Records from a point labeling set:
————————
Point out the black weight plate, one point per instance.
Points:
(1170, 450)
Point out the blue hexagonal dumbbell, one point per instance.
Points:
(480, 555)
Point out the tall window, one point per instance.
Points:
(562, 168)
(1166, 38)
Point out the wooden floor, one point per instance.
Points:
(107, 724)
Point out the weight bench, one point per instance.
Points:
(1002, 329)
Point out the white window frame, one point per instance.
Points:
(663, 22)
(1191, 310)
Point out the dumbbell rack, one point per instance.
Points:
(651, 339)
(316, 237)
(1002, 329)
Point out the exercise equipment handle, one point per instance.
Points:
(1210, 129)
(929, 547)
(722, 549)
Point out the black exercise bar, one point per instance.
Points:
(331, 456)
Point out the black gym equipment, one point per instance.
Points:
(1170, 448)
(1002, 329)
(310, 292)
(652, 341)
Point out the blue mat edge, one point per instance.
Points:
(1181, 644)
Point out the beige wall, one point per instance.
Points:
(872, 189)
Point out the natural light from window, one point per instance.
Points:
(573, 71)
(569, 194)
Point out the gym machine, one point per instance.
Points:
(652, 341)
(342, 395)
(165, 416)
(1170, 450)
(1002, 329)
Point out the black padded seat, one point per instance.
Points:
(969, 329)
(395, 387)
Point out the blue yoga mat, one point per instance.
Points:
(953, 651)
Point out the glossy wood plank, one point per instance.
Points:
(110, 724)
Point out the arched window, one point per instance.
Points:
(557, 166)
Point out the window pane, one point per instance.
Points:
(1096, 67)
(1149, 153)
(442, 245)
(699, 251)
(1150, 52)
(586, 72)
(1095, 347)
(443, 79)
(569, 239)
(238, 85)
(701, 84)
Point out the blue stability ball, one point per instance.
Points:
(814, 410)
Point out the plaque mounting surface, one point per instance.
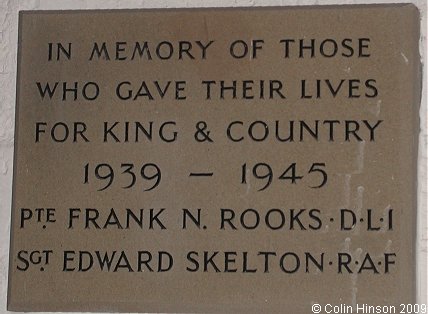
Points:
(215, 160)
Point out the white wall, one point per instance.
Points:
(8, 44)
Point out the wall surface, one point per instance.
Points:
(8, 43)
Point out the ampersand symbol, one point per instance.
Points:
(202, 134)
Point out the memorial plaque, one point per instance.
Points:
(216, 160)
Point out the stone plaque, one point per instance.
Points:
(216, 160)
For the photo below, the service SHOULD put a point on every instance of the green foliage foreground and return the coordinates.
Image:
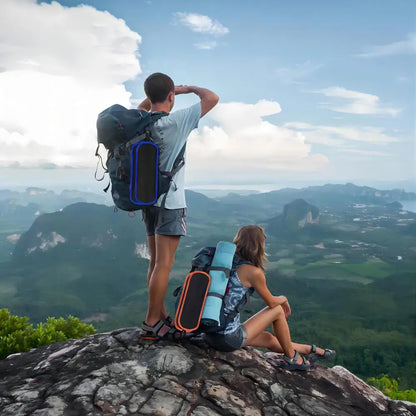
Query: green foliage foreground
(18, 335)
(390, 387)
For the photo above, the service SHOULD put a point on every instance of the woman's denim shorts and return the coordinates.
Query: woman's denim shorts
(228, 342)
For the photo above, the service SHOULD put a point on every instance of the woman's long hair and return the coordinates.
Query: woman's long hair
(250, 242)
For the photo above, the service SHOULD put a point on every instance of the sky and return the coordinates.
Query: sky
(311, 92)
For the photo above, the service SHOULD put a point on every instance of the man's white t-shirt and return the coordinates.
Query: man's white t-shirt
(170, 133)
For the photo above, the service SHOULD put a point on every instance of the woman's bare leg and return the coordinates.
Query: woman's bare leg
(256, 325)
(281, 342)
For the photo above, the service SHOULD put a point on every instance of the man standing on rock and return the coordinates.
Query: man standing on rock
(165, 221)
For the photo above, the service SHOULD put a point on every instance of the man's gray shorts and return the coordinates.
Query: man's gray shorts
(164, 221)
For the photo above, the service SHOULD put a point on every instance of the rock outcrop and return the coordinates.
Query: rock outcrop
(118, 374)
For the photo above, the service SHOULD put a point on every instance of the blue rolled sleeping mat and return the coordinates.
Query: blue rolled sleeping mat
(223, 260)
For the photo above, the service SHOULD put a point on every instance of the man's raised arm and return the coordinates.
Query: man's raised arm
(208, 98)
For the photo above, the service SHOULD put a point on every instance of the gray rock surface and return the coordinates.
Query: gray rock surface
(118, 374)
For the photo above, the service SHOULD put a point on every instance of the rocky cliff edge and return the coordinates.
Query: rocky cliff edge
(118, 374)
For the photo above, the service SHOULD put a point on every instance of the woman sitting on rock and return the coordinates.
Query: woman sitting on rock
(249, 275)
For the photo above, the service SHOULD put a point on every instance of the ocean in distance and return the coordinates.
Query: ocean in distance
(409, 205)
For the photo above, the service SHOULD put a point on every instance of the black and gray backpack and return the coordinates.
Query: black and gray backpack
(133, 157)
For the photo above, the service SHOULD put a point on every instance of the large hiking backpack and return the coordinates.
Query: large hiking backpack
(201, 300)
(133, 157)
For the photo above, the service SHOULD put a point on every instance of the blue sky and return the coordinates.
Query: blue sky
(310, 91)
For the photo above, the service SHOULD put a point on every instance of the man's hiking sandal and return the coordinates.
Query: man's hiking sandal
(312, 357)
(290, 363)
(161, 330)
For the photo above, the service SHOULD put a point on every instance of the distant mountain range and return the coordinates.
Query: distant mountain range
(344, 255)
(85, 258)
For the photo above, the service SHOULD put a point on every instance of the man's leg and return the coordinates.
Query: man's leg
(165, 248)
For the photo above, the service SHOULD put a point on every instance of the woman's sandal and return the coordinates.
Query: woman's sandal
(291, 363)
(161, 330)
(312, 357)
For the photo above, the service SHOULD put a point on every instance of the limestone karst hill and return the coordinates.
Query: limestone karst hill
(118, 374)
————————
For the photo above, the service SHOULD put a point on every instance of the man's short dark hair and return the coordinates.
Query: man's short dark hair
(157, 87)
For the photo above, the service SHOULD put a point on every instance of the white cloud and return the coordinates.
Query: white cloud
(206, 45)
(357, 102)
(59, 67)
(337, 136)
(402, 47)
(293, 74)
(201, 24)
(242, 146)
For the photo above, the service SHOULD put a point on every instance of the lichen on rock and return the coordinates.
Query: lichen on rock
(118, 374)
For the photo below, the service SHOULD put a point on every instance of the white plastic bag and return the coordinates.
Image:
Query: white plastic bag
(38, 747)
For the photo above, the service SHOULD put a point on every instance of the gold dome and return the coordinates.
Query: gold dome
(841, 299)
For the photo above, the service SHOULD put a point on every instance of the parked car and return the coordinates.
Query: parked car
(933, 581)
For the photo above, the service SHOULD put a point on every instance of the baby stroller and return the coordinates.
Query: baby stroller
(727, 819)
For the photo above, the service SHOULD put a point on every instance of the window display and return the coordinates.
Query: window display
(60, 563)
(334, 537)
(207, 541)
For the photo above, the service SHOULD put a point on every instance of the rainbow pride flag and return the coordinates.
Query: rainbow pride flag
————————
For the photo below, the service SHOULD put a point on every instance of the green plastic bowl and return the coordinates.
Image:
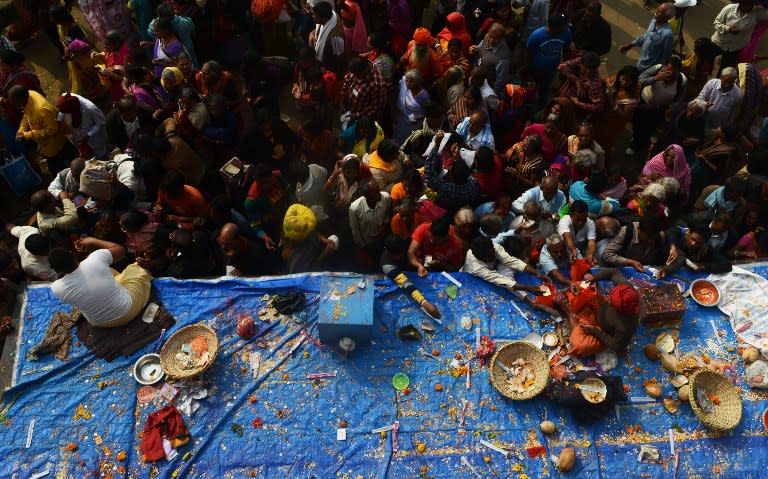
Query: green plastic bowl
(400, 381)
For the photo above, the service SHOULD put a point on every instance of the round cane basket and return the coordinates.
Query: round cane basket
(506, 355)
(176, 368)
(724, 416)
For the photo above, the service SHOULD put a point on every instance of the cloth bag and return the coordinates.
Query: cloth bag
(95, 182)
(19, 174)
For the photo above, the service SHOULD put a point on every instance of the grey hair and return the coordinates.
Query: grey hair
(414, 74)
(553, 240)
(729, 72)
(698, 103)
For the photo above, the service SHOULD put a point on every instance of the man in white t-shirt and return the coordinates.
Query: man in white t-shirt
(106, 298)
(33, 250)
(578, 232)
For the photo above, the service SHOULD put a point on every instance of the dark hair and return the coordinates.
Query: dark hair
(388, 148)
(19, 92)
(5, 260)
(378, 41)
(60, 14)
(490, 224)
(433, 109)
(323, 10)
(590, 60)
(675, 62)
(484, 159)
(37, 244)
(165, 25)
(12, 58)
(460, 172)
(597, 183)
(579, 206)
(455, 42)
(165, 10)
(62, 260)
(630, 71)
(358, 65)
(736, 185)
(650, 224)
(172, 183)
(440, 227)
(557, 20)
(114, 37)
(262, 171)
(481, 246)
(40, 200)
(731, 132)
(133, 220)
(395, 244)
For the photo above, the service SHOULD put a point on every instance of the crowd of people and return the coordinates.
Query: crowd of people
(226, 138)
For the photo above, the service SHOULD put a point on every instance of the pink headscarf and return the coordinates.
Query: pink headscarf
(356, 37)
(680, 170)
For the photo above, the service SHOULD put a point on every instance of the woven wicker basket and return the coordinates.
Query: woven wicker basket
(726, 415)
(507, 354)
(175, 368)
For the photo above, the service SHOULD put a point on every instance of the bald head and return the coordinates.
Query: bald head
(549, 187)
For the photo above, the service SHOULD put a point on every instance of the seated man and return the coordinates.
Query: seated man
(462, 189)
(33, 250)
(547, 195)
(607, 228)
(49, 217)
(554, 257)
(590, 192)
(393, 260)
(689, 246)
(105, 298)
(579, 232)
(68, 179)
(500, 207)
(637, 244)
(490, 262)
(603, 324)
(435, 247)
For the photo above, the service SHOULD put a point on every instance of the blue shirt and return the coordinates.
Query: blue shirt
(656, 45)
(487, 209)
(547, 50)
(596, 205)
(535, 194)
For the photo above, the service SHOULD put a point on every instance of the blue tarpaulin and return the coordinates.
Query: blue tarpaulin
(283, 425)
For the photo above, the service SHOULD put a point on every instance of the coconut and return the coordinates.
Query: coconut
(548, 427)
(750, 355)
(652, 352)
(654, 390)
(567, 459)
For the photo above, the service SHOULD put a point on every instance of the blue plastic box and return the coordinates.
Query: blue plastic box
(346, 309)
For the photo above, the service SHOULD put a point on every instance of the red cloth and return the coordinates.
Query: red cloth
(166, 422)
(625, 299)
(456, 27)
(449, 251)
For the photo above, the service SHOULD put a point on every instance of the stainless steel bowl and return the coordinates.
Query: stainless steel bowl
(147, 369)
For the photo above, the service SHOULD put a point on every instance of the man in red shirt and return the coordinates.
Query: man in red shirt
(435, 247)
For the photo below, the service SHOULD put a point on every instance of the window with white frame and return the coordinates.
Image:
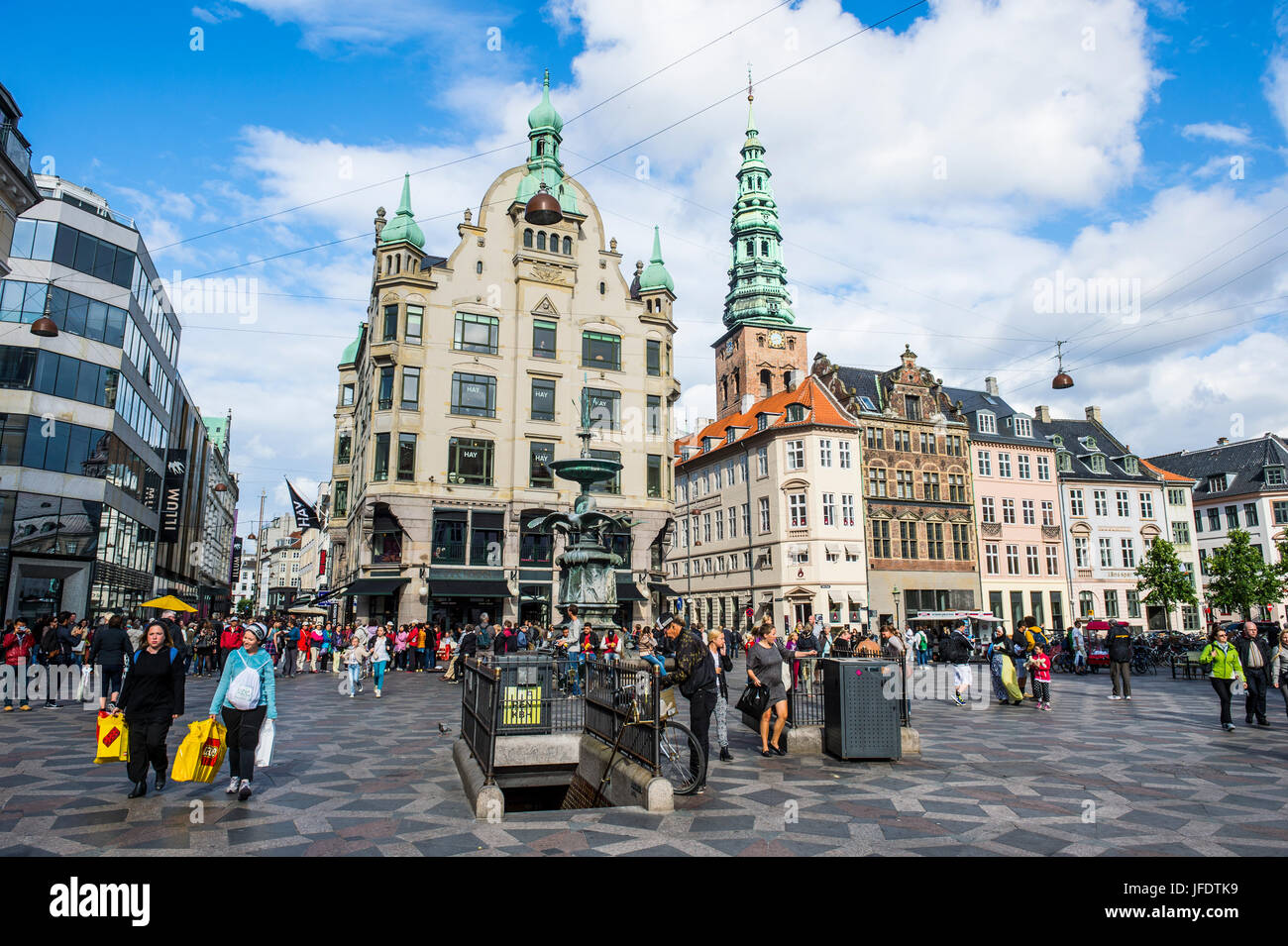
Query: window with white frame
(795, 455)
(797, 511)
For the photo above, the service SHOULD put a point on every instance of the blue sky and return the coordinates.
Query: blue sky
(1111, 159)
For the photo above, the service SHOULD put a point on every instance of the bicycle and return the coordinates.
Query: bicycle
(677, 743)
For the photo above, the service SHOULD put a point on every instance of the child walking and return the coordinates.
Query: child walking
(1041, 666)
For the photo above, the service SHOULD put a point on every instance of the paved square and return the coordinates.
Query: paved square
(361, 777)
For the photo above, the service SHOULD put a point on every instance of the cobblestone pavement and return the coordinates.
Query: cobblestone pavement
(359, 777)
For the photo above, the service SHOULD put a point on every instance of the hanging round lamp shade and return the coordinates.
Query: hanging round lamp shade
————————
Stated task: Extract every line of the data above that contains the string "grey".

Reply:
For the photo above, the service SHOULD put a point on every instance of the grey hair and return the coordinates.
Query: grey hair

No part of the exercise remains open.